--- Lesetext ---

20 Jahre nach der Reform arbeiten demnach fast 40.000 Beschäftigte Non-Peers für etwa 3.000 Peers, die Entscheidungsträger:innen. Das Interesse der Universitätsleitungen an Laufbahnstellen ist marginal.
Hat man die Aussagen der Befürworter:innen der Reform von 2001/2002 im Ohr, so muss man sagen, dass die – selbst von diesen – formulierten Ziele statistisch nachweisbar klar verfehlt wurden. Mit Qualitätssteigerung hatte demnach die radikale Umgestaltung des Dienst- und Organisationsrechts absolut nichts zu tun. Es war ein Machtkampf.

--- Bereitgestellte Daten ---

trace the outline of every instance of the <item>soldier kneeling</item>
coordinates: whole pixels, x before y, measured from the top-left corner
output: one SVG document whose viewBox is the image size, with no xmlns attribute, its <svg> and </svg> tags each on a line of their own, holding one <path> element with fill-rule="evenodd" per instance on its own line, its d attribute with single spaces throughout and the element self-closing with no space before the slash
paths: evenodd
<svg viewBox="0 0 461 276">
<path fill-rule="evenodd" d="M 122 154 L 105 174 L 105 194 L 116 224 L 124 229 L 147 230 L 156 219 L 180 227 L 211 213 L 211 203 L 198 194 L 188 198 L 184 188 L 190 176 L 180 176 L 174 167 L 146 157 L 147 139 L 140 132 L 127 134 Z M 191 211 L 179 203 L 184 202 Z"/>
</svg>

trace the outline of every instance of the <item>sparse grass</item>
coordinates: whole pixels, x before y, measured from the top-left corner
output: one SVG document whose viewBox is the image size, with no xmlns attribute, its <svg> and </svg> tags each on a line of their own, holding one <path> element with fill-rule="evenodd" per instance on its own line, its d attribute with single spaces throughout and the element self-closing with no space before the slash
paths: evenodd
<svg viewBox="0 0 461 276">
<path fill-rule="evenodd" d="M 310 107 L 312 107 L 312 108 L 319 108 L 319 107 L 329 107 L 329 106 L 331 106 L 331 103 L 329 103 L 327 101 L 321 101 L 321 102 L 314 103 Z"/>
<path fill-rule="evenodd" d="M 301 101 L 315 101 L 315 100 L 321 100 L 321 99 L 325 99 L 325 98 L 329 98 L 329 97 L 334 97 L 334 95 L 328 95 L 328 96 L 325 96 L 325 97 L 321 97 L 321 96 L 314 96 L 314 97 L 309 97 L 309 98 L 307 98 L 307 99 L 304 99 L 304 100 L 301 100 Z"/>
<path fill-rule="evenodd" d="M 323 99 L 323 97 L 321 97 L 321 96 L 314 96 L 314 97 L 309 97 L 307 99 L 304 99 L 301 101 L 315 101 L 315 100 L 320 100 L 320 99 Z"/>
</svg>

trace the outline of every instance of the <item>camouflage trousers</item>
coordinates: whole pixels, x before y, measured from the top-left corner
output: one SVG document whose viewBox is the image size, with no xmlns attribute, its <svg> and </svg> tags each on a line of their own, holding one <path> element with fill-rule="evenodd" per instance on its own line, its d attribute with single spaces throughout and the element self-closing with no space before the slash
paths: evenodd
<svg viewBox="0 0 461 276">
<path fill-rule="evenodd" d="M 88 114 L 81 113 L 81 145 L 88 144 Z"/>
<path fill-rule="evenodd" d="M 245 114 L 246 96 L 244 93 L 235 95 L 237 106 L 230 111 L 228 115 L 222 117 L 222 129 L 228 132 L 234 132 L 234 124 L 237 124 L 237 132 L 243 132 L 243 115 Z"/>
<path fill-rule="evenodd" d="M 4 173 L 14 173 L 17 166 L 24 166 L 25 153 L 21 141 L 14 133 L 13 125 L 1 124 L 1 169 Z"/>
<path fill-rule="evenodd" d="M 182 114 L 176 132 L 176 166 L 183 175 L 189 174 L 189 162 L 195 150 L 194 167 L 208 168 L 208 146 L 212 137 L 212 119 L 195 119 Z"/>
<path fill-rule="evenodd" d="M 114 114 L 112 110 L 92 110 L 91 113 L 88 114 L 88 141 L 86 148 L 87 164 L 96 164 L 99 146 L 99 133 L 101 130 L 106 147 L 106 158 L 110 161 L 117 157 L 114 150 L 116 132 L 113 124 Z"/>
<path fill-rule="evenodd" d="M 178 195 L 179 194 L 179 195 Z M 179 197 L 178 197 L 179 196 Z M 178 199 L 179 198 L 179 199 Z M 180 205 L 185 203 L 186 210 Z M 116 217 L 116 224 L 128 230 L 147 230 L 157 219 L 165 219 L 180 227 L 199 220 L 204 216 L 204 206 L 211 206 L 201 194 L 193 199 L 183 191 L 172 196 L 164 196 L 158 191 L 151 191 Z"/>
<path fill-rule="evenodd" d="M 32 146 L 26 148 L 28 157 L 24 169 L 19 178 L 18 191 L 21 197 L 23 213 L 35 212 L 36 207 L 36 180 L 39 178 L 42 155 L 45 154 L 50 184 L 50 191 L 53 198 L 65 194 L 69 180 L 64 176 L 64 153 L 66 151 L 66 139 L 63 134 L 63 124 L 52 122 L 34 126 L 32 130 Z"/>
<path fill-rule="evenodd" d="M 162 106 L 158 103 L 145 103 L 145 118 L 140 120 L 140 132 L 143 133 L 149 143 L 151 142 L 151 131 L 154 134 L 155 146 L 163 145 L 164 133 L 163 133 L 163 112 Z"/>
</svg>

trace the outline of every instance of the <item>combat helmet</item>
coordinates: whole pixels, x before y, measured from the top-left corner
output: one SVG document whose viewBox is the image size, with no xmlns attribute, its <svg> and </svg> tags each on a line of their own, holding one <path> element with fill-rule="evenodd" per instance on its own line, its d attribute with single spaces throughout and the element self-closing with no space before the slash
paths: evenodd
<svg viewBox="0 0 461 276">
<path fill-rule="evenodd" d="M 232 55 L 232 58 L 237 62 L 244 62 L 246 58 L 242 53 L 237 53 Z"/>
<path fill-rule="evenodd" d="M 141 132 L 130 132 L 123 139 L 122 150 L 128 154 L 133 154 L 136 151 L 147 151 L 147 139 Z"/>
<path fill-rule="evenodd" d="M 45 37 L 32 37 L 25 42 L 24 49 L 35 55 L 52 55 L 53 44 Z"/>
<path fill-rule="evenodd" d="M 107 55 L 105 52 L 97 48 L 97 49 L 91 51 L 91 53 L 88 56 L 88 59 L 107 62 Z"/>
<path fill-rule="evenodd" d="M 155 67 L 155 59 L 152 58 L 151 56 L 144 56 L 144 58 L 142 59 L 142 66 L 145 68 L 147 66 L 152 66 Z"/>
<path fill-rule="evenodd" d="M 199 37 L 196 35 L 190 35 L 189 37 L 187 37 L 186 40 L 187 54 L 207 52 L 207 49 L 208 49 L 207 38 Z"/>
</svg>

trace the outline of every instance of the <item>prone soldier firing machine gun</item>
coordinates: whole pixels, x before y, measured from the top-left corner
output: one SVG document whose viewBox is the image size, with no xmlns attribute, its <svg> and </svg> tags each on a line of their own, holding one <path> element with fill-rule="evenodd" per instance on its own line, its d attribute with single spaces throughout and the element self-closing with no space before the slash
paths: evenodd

---

▶ **Zu erledigende Arbeiten**
a - Wie viele Beschäftigte arbeiten laut dem Text über die Universitätsreform 20 Jahre danach als Non-Peers für etwa 3.000 Peers?
b - Führe den Text über die Universitätsreform im Anschluss an seinen letzten Satz fort.
Die Datensätze spielen hierbei keine Rolle.

▶ **Antworten**
a - Fast 40.000 Beschäftigte.

b -
Zur Ehrenrettung jener Kolleg:innenschaft der Jahre 2000 bis 2002, die verzweifelt und vergeblich damals ganz anders, und zwar gegen die Reform – argumentiert haben, hier ein kleiner Ausschnitt aus den Ausführungen[8] von Prof. Mag. Dr. Wendelin Schmidt-Dengler:
Ich orte – wie auch in vielen Wortmeldungen der Enquete des Vorjahres – eben jene Sehnsucht nach der starken Persönlichkeit, nach dem Entscheidungsträger, nach der Autorität, nach den "Führungskräften", um ein neuscheußliches Wort zu verwenden. Jemandem, der sich mit der Literatur der zwanziger und dreißiger Jahre in Deutschland und Österreich beschäftigt hat, läuft es da kalt über den Rücken. Ich zitiere einen Text aus dieser Zeit: "Nun hat einer für uns alle gehandelt. Bedenkt es doch, Freunde: ein einzelner Mann und nicht durch die Kniffe des Diplomaten, . . . sondern durch die hinreißende und befreiende Kraft einer wahrhaft großen Menschlichkeit." – So Karl Heinrich Waggerl zum 10. April 1938.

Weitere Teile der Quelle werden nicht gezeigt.